• _WHAT THIS TASK INVOLVES_
Locate each line below that contains the word "white" and copy it. Case counts.
## start GIVEN DATA
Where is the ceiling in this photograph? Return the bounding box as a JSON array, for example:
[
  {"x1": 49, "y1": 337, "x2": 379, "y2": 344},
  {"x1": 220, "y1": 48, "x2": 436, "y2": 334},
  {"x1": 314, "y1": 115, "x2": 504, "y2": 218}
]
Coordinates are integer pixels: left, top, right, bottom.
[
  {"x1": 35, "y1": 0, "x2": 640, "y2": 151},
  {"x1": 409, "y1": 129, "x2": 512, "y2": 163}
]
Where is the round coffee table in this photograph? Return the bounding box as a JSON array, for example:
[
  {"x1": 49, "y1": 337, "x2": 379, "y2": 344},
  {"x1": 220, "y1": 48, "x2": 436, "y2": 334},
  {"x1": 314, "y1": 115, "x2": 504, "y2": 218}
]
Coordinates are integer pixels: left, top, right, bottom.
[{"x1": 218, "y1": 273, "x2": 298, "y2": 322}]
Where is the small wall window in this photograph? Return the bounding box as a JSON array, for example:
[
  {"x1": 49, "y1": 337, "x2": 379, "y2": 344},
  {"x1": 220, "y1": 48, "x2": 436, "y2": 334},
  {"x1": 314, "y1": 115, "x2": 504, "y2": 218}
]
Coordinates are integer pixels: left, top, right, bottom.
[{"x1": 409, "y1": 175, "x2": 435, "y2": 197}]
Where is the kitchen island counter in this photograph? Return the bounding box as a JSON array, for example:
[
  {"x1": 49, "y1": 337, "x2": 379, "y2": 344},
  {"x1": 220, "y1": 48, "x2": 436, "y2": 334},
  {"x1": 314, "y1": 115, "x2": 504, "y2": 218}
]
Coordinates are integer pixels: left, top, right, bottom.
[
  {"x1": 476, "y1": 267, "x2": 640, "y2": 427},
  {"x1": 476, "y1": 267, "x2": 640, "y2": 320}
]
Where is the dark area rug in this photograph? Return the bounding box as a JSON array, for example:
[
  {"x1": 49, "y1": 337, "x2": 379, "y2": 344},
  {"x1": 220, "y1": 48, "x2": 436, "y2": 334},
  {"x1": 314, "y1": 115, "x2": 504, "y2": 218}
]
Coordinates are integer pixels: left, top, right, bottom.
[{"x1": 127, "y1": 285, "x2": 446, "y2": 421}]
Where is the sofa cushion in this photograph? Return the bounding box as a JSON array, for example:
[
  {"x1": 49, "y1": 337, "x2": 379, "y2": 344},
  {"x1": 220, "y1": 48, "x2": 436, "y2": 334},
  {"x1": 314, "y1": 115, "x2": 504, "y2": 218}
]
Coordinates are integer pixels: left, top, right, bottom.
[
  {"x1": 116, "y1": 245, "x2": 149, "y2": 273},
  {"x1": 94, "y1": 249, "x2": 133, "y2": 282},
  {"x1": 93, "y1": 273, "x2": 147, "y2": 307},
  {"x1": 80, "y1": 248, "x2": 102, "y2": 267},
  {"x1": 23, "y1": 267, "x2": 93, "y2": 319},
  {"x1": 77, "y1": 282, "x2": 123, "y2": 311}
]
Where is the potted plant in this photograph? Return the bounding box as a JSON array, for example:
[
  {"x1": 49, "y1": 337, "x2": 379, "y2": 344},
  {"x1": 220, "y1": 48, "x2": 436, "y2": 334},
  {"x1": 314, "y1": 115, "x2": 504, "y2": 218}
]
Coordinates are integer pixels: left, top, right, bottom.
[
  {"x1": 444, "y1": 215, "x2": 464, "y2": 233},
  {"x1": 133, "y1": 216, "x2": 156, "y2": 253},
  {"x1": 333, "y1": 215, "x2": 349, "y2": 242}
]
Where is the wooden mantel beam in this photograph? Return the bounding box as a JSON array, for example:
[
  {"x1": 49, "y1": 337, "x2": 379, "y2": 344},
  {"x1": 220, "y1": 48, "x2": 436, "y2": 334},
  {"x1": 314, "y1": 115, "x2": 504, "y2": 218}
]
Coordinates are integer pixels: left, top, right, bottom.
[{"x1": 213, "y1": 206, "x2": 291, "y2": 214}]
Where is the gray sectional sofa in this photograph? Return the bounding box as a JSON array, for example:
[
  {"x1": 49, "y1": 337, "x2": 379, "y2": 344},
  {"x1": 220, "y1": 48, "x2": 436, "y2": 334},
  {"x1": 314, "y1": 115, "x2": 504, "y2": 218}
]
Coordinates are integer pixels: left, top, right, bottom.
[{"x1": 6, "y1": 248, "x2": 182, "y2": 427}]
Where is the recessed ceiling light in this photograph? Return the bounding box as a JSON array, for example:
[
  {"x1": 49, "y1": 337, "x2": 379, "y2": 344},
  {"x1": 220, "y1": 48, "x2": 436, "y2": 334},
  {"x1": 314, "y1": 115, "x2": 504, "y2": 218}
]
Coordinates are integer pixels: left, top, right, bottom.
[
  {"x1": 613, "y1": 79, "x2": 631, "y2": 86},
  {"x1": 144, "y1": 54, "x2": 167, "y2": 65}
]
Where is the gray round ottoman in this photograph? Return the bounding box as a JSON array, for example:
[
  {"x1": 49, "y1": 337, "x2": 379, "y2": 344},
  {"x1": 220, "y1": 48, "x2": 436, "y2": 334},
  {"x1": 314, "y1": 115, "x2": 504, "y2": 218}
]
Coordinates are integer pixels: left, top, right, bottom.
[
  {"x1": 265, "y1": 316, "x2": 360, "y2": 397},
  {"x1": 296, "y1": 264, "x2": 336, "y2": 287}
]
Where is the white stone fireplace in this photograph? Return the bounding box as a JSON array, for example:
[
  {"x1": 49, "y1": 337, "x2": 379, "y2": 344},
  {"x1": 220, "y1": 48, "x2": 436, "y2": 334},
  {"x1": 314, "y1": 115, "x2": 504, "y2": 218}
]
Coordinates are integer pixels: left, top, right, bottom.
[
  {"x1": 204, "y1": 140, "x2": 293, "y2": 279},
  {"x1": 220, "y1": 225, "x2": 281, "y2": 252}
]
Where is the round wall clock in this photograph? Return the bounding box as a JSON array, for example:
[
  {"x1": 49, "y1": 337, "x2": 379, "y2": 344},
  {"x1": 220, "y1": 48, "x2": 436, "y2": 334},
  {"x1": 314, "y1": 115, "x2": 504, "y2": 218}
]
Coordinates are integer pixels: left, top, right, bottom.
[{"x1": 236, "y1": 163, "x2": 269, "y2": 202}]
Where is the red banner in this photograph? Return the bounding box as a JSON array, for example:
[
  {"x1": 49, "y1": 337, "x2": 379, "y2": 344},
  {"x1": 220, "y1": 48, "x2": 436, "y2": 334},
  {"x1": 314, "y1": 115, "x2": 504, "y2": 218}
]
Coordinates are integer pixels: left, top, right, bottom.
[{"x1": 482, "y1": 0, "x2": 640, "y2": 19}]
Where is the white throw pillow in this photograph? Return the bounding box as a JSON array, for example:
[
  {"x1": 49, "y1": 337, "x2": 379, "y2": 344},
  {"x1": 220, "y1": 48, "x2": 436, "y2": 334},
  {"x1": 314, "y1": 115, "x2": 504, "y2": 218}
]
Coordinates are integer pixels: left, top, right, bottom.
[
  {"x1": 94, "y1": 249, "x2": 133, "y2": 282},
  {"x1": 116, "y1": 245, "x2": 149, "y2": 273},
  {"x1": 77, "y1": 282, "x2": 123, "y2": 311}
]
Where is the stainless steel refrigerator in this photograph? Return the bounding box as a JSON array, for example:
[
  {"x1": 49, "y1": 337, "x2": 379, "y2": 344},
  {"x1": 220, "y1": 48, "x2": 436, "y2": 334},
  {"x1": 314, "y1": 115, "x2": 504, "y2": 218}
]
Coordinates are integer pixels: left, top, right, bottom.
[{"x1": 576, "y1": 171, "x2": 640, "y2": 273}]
## end GIVEN DATA
• _RESULT_
Where is the white stone fireplace in this photograph? Return the bounding box as a JSON array, for example:
Where is the white throw pillow in this photograph? Return the bounding box as a JSON array, for example:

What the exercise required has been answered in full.